• [ASSIGNMENT] Throughout the records below, find each line holding "plant" and copy it.

Dataset excerpts:

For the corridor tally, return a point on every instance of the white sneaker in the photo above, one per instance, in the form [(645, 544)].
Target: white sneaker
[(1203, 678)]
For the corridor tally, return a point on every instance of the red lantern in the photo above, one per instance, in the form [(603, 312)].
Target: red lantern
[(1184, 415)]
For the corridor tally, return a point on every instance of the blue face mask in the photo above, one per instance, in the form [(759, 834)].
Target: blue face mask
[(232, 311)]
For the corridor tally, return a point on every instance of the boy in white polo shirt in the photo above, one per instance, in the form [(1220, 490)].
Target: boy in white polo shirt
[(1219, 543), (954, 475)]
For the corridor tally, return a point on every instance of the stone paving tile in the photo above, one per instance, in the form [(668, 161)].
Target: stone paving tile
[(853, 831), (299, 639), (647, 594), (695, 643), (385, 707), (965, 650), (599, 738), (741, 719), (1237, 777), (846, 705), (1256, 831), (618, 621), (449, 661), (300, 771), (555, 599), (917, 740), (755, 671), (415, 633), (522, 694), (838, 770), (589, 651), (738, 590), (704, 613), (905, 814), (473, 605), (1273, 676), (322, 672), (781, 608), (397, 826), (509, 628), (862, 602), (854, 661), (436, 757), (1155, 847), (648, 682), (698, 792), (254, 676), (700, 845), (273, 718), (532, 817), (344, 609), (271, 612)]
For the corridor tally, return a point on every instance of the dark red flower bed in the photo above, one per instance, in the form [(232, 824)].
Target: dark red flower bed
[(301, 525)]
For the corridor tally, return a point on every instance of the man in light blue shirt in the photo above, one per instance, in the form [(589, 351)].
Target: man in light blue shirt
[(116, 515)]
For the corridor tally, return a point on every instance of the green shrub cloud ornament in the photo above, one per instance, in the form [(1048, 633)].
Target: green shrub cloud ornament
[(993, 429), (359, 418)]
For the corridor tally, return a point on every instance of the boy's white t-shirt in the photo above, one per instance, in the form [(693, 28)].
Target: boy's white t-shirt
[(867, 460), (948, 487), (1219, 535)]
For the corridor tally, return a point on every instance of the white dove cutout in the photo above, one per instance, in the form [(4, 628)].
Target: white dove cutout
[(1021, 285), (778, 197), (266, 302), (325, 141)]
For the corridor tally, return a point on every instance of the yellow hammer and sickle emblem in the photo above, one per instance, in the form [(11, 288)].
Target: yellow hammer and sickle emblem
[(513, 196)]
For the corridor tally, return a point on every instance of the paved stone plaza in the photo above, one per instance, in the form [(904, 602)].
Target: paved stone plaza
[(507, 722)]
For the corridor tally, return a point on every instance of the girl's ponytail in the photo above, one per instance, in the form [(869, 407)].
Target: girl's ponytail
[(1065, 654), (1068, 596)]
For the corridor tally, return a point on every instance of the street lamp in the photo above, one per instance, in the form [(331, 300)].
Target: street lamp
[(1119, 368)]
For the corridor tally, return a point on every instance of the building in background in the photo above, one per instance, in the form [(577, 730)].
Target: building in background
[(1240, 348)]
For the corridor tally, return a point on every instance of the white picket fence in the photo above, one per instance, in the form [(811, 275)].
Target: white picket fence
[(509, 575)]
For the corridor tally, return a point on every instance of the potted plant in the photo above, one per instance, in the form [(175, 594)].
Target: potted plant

• [TASK OUTPUT]
For the corridor tally, return a point on every instance of the potted plant in the photo above, one per instance, in the form [(175, 594)].
Target: potted plant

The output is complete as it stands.